* **WRITTEN INSTRUCTION**
Copy the lines word for word, beginning with the line that contains "One point per instance of the drawer." and continuing through the end of the items below.

[Records of labeled points]
┄┄┄┄┄┄

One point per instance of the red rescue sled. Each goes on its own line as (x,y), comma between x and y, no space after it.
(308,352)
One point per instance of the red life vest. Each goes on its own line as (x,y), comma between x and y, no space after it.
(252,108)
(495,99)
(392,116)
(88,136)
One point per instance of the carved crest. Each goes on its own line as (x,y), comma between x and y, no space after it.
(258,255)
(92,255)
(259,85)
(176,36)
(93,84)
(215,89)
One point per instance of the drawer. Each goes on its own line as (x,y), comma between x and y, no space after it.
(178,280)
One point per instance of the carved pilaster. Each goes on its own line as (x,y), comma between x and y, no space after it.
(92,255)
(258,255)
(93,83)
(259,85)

┄┄┄┄┄┄

* **RESPONSE FOR THIS EXERCISE**
One point per instance of the drawer. Each goes on its own line as (x,y), comma between x and y, no space after it.
(178,280)
One point per instance of the carved pilaster. Each goes on its own line as (x,y), comma between x and y, no space after it.
(92,255)
(258,255)
(93,83)
(259,85)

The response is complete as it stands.